> Anforderung 1: Wähle aus den Zeilen weiter unten jede aus, in der die Zeichenfolge „groom“ vorkommt, und schreibe sie unverändert ab.
════════════════
Im Buch erklärt sie in einem kurzen Prolog wie der Text der Vorlesungen beziehungsweise des Buchs entstanden ist, in den sich persönlich Erlebtes eingemischt hat. Bewusst bringt sie sich dabei nicht selbst ins Spiel, sondern aus einer überlegenden späteren Draufsicht, ohne dafür die Gründe zu benennen, aber passend zum anschließenden Mysterium, wieviel Wahrheit in den autobiografisch angelehnten, erzählten Begebenheiten liegt.

Ausgangspunkt für die Geschichte ist Judith Hermanns Begegnung mit ihrem früheren Psychoanalytiker. Allerdings warfen ihre Aussagen über das, was und wie sie Selbsterlebtes beim Schreiben festhält, die gewollten Zweifel bei mir auf, ob das Erzählte der Realität entspricht. Denn die Autorin wendet das Geschehene wieder und wieder und reduziert dabei auf das, was ihr bemerkenswert erscheint. Ihr ist bewusst, dass dabei Vieles verlorengeht, aber rund um das Zurückbleibende baut sie ihre Geschichten auf und füllt sie mit Fantasie. Ich empfinde das als eine besondere Kunstform.
════════════════
> Anforderung 2: Gib den Auszug oben erneut wieder, beginnend bei der Stelle mit „Im Buch erklärt“ und endend nach „erzählten Begebenheiten liegt.“. Benenne dabei „Prolog“ in „Vorwort“ um.
════════════════
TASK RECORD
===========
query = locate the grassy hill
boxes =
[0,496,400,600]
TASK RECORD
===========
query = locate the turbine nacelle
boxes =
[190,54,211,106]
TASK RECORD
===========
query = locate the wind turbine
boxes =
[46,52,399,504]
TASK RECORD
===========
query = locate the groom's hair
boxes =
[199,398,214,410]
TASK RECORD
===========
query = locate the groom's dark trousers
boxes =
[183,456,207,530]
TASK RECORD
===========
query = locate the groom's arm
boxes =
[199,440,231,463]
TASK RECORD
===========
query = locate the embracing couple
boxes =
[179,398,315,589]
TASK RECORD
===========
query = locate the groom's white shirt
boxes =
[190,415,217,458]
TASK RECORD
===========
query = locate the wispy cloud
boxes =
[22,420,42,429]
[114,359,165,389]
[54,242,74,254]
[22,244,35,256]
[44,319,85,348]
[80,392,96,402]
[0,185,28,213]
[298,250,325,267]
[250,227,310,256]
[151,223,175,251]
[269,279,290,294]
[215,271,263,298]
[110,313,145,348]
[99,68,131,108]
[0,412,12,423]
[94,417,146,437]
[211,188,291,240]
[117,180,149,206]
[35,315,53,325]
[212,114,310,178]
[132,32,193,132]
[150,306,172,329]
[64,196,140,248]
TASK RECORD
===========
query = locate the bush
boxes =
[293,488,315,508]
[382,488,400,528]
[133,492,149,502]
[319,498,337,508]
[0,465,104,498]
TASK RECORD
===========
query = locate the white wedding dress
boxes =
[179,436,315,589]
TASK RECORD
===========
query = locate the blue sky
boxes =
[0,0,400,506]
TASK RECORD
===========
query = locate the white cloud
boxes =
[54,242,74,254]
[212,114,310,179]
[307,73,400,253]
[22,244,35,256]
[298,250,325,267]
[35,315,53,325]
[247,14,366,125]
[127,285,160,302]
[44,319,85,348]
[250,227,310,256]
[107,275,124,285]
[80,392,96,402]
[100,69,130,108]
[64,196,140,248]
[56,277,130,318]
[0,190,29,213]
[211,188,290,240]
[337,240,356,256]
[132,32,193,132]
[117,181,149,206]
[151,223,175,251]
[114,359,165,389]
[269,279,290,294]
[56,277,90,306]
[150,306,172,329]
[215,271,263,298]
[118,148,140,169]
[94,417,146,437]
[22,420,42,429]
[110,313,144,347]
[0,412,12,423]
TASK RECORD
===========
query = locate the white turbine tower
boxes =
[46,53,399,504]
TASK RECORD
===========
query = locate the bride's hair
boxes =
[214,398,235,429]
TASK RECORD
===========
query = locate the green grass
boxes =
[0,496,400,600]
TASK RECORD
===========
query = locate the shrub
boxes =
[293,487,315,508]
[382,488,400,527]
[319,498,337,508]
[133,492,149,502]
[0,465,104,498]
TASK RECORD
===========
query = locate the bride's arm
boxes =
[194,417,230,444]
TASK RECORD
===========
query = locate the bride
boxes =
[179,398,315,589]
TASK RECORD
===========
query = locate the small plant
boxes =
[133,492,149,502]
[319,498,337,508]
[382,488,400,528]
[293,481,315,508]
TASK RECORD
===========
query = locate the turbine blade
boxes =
════════════════
> Antwort 1:
query = locate the groom's hair
query = locate the groom's dark trousers
query = locate the groom's arm
query = locate the groom's white shirt

> Antwort 2:
Im Buch erklärt sie in einem kurzen Vorwort wie der Text der Vorlesungen beziehungsweise des Buchs entstanden ist, in den sich persönlich Erlebtes eingemischt hat. Bewusst bringt sie sich dabei nicht selbst ins Spiel, sondern aus einer überlegenden späteren Draufsicht, ohne dafür die Gründe zu benennen, aber passend zum anschließenden Mysterium, wieviel Wahrheit in den autobiografisch angelehnten, erzählten Begebenheiten liegt.